_TASK REQUIREMENTS_:
From the records below, copy out exactly the lines from the one containing "x=452, y=209" to the one containing "Look at the photograph above. For each instance of the metal", both included. Add nothing else.

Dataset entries
•••

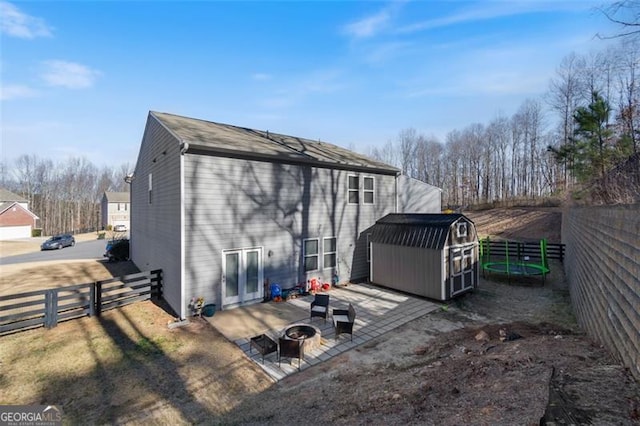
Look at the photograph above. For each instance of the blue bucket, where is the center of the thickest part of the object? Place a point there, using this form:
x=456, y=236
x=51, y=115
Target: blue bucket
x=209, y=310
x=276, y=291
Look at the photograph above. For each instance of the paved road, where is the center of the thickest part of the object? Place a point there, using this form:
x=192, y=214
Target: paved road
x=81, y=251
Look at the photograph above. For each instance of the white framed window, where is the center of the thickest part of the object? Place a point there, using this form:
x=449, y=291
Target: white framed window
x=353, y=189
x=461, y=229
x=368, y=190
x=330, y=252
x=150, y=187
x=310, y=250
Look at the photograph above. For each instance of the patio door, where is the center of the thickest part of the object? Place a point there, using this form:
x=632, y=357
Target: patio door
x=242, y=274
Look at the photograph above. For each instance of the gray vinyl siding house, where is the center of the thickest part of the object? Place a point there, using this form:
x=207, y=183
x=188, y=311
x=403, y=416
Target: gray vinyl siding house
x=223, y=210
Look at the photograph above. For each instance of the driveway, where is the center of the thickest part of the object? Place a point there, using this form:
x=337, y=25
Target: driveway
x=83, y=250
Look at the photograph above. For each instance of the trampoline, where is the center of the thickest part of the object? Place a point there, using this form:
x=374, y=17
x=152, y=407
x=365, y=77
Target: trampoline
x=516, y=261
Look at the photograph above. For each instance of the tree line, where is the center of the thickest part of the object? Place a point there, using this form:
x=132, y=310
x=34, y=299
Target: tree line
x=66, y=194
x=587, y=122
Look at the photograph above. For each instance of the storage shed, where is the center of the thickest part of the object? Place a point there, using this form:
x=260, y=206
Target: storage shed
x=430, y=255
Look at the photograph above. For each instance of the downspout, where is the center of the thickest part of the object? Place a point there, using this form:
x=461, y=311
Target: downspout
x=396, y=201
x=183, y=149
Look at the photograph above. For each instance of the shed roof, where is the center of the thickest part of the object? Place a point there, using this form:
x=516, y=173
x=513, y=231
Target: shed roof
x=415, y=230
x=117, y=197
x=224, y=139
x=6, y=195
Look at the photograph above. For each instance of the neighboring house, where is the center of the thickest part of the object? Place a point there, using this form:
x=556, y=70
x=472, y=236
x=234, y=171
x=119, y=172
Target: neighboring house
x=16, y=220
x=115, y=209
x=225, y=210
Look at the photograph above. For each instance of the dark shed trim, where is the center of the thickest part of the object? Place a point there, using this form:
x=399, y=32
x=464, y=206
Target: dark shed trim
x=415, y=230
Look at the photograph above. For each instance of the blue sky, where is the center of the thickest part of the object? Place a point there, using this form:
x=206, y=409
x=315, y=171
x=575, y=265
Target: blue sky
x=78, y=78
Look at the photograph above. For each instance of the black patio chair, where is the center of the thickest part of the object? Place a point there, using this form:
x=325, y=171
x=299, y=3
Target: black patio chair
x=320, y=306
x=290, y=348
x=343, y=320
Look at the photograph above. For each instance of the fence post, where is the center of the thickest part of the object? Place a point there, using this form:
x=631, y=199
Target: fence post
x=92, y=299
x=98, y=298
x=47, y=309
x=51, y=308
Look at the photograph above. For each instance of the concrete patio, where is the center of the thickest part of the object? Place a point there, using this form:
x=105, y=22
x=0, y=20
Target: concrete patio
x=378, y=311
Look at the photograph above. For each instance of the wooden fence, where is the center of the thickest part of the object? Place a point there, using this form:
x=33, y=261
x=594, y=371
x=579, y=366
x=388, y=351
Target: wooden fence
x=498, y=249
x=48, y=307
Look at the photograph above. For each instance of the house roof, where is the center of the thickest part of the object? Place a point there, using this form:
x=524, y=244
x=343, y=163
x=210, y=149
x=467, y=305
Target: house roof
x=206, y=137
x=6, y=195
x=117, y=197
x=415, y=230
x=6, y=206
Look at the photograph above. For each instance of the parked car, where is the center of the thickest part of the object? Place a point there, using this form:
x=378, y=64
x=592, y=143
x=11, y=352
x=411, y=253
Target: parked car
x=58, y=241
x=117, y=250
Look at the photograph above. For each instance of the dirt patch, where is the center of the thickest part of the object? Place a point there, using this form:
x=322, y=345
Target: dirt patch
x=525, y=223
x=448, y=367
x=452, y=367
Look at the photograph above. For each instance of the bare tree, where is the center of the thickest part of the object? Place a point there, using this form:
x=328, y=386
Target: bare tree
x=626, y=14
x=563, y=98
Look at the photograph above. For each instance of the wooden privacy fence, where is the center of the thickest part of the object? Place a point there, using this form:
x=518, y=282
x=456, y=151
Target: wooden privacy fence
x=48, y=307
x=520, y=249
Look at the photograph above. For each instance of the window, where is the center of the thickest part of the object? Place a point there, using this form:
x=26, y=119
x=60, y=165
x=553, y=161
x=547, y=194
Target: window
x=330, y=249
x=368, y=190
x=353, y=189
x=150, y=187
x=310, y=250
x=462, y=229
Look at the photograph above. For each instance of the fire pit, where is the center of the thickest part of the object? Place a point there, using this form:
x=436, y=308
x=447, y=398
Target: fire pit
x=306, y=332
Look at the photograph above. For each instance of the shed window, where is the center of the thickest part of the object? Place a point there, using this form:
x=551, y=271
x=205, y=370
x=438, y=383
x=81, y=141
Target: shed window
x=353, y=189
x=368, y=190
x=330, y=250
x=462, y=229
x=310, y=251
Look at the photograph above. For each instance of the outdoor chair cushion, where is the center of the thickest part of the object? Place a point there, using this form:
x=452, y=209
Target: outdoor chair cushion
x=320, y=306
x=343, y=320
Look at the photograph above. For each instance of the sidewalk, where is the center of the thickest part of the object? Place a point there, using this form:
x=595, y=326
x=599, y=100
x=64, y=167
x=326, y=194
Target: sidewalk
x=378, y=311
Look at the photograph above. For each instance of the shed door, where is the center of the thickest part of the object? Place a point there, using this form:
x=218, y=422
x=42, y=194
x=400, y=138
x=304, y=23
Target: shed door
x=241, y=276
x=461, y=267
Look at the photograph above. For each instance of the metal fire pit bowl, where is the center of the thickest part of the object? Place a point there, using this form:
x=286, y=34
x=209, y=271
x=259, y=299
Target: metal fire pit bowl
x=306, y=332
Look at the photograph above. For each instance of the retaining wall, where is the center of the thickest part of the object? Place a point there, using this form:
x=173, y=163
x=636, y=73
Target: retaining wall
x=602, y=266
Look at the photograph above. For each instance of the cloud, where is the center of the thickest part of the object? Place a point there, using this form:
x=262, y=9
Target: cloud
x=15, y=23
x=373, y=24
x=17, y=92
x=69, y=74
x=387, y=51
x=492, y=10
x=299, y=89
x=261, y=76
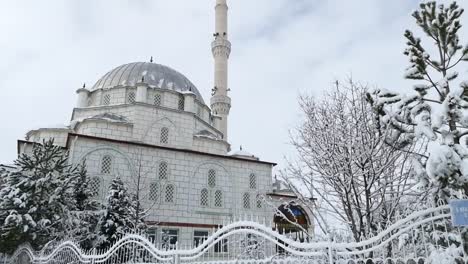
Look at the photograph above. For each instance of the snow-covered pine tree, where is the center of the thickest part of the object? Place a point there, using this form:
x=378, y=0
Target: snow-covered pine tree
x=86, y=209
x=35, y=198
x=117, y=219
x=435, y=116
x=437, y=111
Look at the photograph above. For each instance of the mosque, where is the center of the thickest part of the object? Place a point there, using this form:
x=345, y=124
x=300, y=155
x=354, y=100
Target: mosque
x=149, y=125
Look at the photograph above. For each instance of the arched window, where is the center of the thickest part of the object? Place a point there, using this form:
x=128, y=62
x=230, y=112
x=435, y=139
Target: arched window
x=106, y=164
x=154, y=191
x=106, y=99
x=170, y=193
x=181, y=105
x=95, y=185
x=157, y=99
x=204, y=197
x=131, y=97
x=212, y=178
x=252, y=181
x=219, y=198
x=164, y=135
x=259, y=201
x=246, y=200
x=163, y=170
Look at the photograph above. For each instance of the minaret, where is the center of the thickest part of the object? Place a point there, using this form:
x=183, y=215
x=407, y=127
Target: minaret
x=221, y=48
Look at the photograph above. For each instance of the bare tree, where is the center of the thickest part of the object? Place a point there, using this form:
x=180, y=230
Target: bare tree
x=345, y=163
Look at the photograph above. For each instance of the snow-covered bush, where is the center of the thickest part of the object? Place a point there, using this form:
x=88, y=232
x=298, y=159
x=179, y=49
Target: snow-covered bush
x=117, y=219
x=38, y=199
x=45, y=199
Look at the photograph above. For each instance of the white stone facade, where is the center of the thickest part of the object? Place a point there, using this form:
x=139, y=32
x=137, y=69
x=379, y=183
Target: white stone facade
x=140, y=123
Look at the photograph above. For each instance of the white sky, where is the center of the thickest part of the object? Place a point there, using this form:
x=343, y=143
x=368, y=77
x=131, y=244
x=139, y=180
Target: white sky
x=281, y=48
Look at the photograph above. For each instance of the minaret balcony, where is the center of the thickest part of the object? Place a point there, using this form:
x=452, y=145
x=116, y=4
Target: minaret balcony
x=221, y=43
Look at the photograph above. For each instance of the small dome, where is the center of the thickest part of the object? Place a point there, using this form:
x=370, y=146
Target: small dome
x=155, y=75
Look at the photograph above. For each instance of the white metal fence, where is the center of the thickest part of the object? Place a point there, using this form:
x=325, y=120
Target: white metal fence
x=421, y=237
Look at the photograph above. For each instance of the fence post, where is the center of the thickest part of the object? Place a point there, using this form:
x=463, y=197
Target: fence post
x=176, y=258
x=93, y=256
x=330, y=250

•••

_TASK RESPONSE_:
x=452, y=209
Target: outdoor chair cushion
x=320, y=306
x=343, y=320
Look at the photograph above. For each instance of the sidewalk, where is the center of the thickest part of the object? Place a point there, using this form:
x=595, y=326
x=599, y=100
x=64, y=167
x=326, y=194
Target: sidewalk
x=378, y=311
Look at the photograph above. For each instance of the shed door, where is the center of the thickest part of the object? Place a point there, using this form:
x=218, y=422
x=42, y=194
x=400, y=138
x=304, y=23
Target: shed door
x=241, y=276
x=461, y=267
Look at the photograph above. For each instance of the metal fire pit bowl, where is the center of the thickest part of the object? Place a point there, using this form:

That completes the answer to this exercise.